━━ STORED DATA

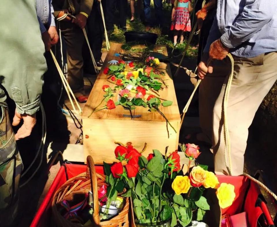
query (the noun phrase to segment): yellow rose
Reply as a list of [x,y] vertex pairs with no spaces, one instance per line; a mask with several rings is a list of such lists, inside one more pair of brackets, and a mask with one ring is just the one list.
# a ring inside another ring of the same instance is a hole
[[216,191],[216,196],[218,199],[219,206],[222,209],[232,205],[236,194],[235,186],[230,184],[222,183]]
[[206,179],[206,172],[199,166],[194,166],[190,174],[191,185],[194,187],[200,187],[202,185]]
[[177,176],[173,181],[171,187],[177,195],[187,193],[190,187],[189,178],[187,176]]
[[138,76],[138,71],[134,71],[133,72],[133,75],[134,75],[134,78],[136,79]]
[[212,172],[207,171],[206,172],[206,180],[203,186],[206,188],[209,187],[216,188],[219,184],[218,179],[214,174]]
[[160,60],[158,58],[154,58],[154,62],[155,63],[155,64],[156,65],[160,65]]

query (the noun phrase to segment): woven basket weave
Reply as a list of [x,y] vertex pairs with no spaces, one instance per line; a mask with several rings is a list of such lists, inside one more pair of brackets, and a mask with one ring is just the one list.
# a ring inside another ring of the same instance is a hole
[[[87,166],[86,172],[79,174],[65,182],[56,192],[52,202],[52,211],[55,221],[59,226],[80,227],[81,224],[74,223],[65,218],[58,210],[59,205],[65,200],[70,203],[76,204],[83,199],[85,195],[89,191],[93,195],[93,212],[92,226],[109,227],[128,227],[129,222],[128,212],[129,199],[127,198],[122,211],[110,220],[100,222],[99,215],[98,187],[105,184],[104,175],[96,173],[93,159],[91,156],[87,159]],[[76,218],[78,219],[78,218]]]

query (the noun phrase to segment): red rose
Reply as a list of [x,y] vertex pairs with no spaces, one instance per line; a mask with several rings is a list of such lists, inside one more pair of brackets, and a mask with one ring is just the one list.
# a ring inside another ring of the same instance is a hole
[[117,146],[115,150],[115,154],[117,158],[120,156],[125,157],[128,153],[127,148],[123,146]]
[[114,109],[115,108],[115,103],[111,99],[110,99],[107,102],[106,106],[108,110],[111,110],[112,109]]
[[104,73],[104,74],[107,75],[109,73],[109,71],[110,71],[110,69],[109,69],[107,67],[106,67],[104,69],[104,70],[103,70],[103,73]]
[[131,177],[135,177],[138,172],[138,167],[129,164],[128,162],[125,168],[126,168],[127,172],[127,176],[129,178]]
[[135,65],[134,64],[134,62],[132,61],[130,62],[128,65],[129,65],[129,66],[130,67],[134,67]]
[[123,85],[122,83],[122,80],[117,80],[116,81],[116,85],[120,86]]
[[111,171],[114,177],[120,178],[123,173],[123,166],[121,162],[115,163],[111,166]]
[[149,76],[150,74],[150,73],[151,72],[151,71],[152,71],[152,70],[153,69],[153,68],[151,67],[149,67],[148,68],[146,68],[145,70],[144,70],[144,72],[146,73],[146,74],[147,76]]
[[169,156],[168,161],[170,163],[169,166],[171,168],[173,166],[173,170],[176,168],[177,168],[178,166],[179,166],[180,156],[178,154],[178,152],[174,151],[172,152],[172,153]]
[[147,157],[147,160],[148,160],[148,161],[149,162],[154,157],[154,154],[149,154],[148,155],[148,157]]
[[108,90],[108,89],[110,87],[108,85],[103,85],[102,87],[102,89],[104,91],[106,91]]
[[146,89],[143,88],[142,87],[140,86],[138,86],[136,87],[136,90],[138,92],[141,92],[143,96],[144,96],[146,94]]
[[201,152],[199,151],[199,147],[193,144],[187,143],[186,145],[186,149],[185,154],[188,157],[197,158]]
[[119,64],[125,64],[125,62],[122,59],[120,59],[118,61]]
[[147,98],[147,101],[149,101],[149,100],[150,100],[151,99],[153,99],[156,97],[156,96],[155,96],[154,95],[149,95],[148,97]]

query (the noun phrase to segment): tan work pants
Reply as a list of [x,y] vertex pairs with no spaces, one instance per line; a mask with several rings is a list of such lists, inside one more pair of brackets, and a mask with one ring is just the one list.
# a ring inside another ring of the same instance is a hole
[[[243,172],[248,128],[260,104],[277,79],[277,52],[250,58],[234,56],[234,77],[227,115],[232,174],[237,175]],[[228,174],[224,162],[222,104],[231,63],[226,59],[217,61],[214,73],[207,75],[200,84],[200,121],[203,132],[212,139],[216,173]]]

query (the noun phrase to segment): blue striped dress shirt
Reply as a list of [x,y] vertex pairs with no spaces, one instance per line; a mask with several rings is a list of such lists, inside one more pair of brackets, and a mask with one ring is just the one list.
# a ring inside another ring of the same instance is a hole
[[277,51],[277,0],[218,0],[204,52],[220,38],[239,57]]
[[50,26],[56,27],[52,0],[37,0],[37,16],[42,33]]

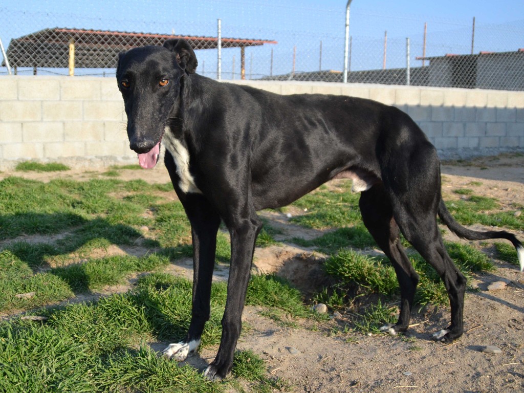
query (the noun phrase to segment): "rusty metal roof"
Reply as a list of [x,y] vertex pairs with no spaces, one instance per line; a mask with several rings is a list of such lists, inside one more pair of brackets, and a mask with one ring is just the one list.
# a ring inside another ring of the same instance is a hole
[[[11,40],[7,57],[12,67],[67,67],[69,43],[75,46],[75,67],[112,68],[118,53],[137,46],[161,45],[170,38],[183,38],[194,49],[215,49],[216,37],[172,35],[56,27]],[[270,40],[222,38],[222,48],[260,46],[277,43]]]

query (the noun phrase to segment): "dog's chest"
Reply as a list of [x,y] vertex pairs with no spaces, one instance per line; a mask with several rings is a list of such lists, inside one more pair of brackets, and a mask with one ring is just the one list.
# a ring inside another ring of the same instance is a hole
[[195,184],[195,180],[189,171],[189,152],[182,142],[175,137],[171,133],[171,130],[166,127],[162,140],[166,149],[171,153],[177,167],[177,174],[180,180],[178,187],[184,192],[193,192],[201,194],[202,191]]

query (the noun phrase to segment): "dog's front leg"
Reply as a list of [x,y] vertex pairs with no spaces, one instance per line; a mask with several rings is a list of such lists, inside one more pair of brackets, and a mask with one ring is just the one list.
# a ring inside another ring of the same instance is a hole
[[262,223],[253,212],[252,218],[241,220],[230,228],[231,264],[227,283],[227,300],[222,318],[222,335],[216,357],[204,375],[211,380],[223,378],[231,371],[237,341],[242,329],[242,310],[249,279],[255,242]]
[[196,351],[205,322],[209,319],[211,281],[215,265],[216,233],[220,217],[202,195],[181,195],[191,224],[193,242],[193,308],[188,334],[182,341],[171,344],[163,354],[177,362]]

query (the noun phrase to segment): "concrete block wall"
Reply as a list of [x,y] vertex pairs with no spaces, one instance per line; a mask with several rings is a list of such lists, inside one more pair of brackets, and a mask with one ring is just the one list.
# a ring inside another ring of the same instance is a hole
[[[237,81],[282,94],[347,95],[407,112],[444,158],[524,151],[524,93],[368,84]],[[113,78],[0,77],[0,170],[27,160],[73,167],[136,162]]]

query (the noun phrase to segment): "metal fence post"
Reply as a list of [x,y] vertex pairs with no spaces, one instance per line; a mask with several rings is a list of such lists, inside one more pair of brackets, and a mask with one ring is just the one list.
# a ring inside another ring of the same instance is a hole
[[344,83],[347,83],[347,58],[350,46],[350,6],[352,0],[347,0],[346,5],[346,39],[344,49]]
[[11,74],[11,67],[9,65],[9,59],[7,59],[7,55],[5,53],[5,49],[4,49],[4,44],[2,43],[2,40],[0,39],[0,48],[2,49],[2,55],[5,60],[5,67],[7,68],[7,73]]
[[222,21],[218,19],[218,41],[216,42],[216,47],[219,49],[218,62],[216,64],[216,79],[219,81],[222,79]]
[[406,84],[409,86],[409,37],[406,39]]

━━━━

Leaving out the pictures, repeat the data above exactly.

▶ EXERCISE OUTPUT
query (the noun phrase to segment): yellow rose
Reply as a list of [x,y] vertex pairs with no spaces, one instance per line; a mask with several rings is a list of such lists, inside one more pair of brackets, and a mask with one ring is just the one list.
# a ring inside another ring of the same instance is a hole
[[216,191],[216,196],[218,199],[219,206],[222,209],[232,205],[236,194],[235,186],[230,184],[222,183]]
[[206,179],[206,172],[199,166],[194,166],[190,174],[191,185],[194,187],[200,187],[202,185]]
[[177,176],[173,181],[171,187],[177,195],[187,193],[190,187],[189,178],[187,176]]
[[138,76],[138,71],[134,71],[133,72],[133,75],[134,75],[134,78],[136,79]]
[[212,172],[207,171],[206,172],[206,180],[203,186],[206,188],[209,187],[216,188],[219,184],[218,179],[214,174]]
[[160,60],[158,58],[154,58],[154,62],[155,63],[155,64],[156,65],[160,65]]

query (the noun phrase to segment): woven basket weave
Reply as a list of [x,y] vertex pairs with no spaces, one instance per line; a mask with several rings is a list of such lists, inside one more pair of brackets, and a mask with one ring is just the one list.
# a ring inside another ring of the same instance is a hole
[[[87,166],[86,172],[79,174],[65,182],[56,192],[52,202],[52,211],[55,221],[59,226],[80,227],[81,224],[74,223],[65,218],[58,210],[59,205],[65,200],[70,203],[76,204],[83,199],[85,195],[89,191],[93,195],[93,212],[92,226],[109,227],[128,227],[129,222],[128,212],[129,199],[127,198],[122,211],[110,220],[100,222],[99,215],[98,187],[105,184],[104,175],[96,173],[93,159],[91,156],[87,159]],[[76,218],[78,219],[78,218]]]

query (the noun phrase to segment): red rose
Reply as a list of [x,y] vertex pairs with no spaces, one instance per line; a mask with several rings is a list of such lists, inside one more pair of brackets, and a mask with one ring is just the one list.
# a ring inside another ring of the same instance is a hole
[[117,146],[115,150],[115,154],[117,158],[120,156],[125,157],[128,153],[127,148],[123,146]]
[[114,109],[115,108],[115,103],[111,99],[110,99],[107,102],[106,106],[108,110],[111,110],[112,109]]
[[104,73],[104,74],[107,75],[109,73],[109,71],[110,71],[110,69],[109,69],[107,67],[106,67],[104,69],[104,70],[103,70],[103,73]]
[[131,177],[135,177],[138,172],[138,167],[129,164],[128,162],[125,168],[126,168],[127,172],[127,176],[129,178]]
[[135,65],[134,64],[134,62],[132,61],[130,62],[128,65],[129,65],[129,66],[130,67],[134,67]]
[[123,85],[122,83],[122,80],[117,80],[116,81],[116,85],[120,86]]
[[111,171],[114,177],[120,178],[123,173],[123,166],[121,162],[115,163],[111,166]]
[[149,76],[150,74],[150,73],[151,72],[151,71],[152,71],[152,70],[153,69],[153,68],[151,67],[149,67],[148,68],[146,68],[145,70],[144,70],[144,72],[146,73],[146,74],[147,76]]
[[169,156],[168,161],[170,163],[169,166],[171,168],[173,166],[173,170],[176,168],[177,168],[178,166],[179,166],[180,156],[178,154],[178,152],[174,151],[172,152],[172,153]]
[[147,157],[147,160],[148,160],[148,161],[149,162],[154,157],[154,154],[149,154],[148,155],[148,157]]
[[108,90],[108,89],[110,87],[108,85],[103,85],[102,87],[102,89],[104,91],[106,91]]
[[146,89],[143,88],[142,87],[140,86],[138,86],[136,87],[136,90],[138,92],[141,92],[143,96],[144,96],[146,94]]
[[201,152],[199,151],[199,147],[193,144],[187,143],[186,145],[186,149],[185,154],[188,157],[197,158]]
[[119,64],[125,64],[125,62],[122,59],[120,59],[118,61]]
[[147,98],[147,101],[149,101],[149,100],[150,100],[151,99],[153,99],[156,97],[156,96],[155,96],[154,95],[149,95],[148,97]]

query (the noun phrase to segment): tan work pants
Reply as a list of [x,y] vertex pairs with no spaces, one instance per line; a mask with several rings is a list of such lists, inside one more pair of brackets, and a mask with one ring is just the one list.
# a ring inside another ring of the same instance is a hole
[[[243,172],[248,128],[260,104],[277,79],[277,52],[250,58],[234,56],[234,77],[227,115],[232,174],[237,175]],[[228,174],[224,162],[222,104],[231,63],[226,59],[217,61],[214,73],[207,75],[200,84],[200,121],[203,132],[212,139],[216,173]]]

query (the noun phrase to segment): blue striped dress shirt
Reply as a list of [x,y] vertex pairs with no spaces, one instance per line; a mask with several rings is a list of such lists, inside one more pair of brackets, and a mask with one ring is just the one list.
# a ring inside another ring of the same instance is a hole
[[277,51],[277,0],[218,0],[204,52],[220,38],[239,57]]
[[50,26],[56,27],[52,0],[37,0],[37,16],[42,33]]

query (the noun phrase to segment): "rusty metal roof"
Reply as a list of [x,y] vertex pairs with no spaces, one instance per line; a mask with several rings is a list of such lists, inside one more pair of brackets, and a mask with one ring is just the one list.
# a ring inside another ring of the same instance is a hole
[[[11,40],[7,57],[12,67],[67,67],[69,43],[75,46],[75,67],[112,68],[118,53],[137,46],[161,45],[170,38],[183,38],[194,49],[215,49],[216,37],[172,35],[56,27]],[[270,40],[222,38],[222,48],[260,46],[277,43]]]

query (the noun phrase to segment): "dog's chest"
Reply as a list of [x,y] vertex pairs with no spaces, one instance per line; a mask with several rings is a list of such lists, inside one more pair of brackets, and a mask with one ring is just the one list.
# a ring inside another ring of the same instance is a hole
[[195,184],[195,180],[189,171],[189,152],[182,142],[175,137],[171,133],[171,130],[166,127],[162,140],[166,149],[171,153],[177,167],[177,174],[180,180],[178,187],[184,192],[193,192],[201,194],[202,191]]

query (the noun phrase to segment): "dog's front leg"
Reply as a list of [x,y] vertex pairs with no spaces, one instance per line; a mask with several rings is a list of such lists, inside one more pair of brackets, and a mask with one ring is just the one list.
# a ring inside another ring of the same instance is a hole
[[262,223],[253,212],[252,218],[241,220],[230,228],[231,264],[227,283],[227,300],[222,318],[222,335],[216,357],[204,375],[211,380],[223,378],[231,371],[237,341],[242,329],[242,310],[249,279],[255,242]]
[[196,351],[205,322],[209,319],[211,281],[215,265],[216,233],[220,217],[202,195],[181,195],[191,224],[193,242],[193,308],[188,334],[182,341],[171,344],[163,354],[177,362]]

query (the noun phrase to segment): "concrete block wall"
Reply as a list of [x,y] vertex pairs with no spaces, one instance per line; a mask with several rings is a list of such lists, inside one more pair of brackets, and a mask with one ring is just the one list.
# a ring inside another ring of the same instance is a hole
[[[237,81],[282,94],[347,95],[407,112],[444,158],[524,151],[524,93],[368,84]],[[113,78],[0,77],[0,170],[27,160],[73,167],[136,162]]]

query (the noun phrase to segment): "metal fence post"
Reply as a list of [x,y] vertex pairs with no spaces, one instance per line; a mask with several rings is a list of such lists, inside one more pair of brackets, and a mask with one ring is just the one list.
# a ring inside another ring of the same instance is a hole
[[344,83],[347,83],[347,58],[350,46],[350,6],[352,0],[347,0],[346,5],[346,39],[344,49]]
[[11,74],[11,67],[9,65],[9,59],[7,59],[7,55],[5,53],[5,49],[4,49],[4,44],[2,43],[2,40],[0,39],[0,48],[2,49],[2,55],[5,60],[5,67],[7,68],[7,73]]
[[222,21],[218,19],[218,41],[216,42],[216,47],[219,49],[218,62],[216,64],[216,79],[219,81],[222,79]]
[[406,84],[409,86],[409,37],[406,39]]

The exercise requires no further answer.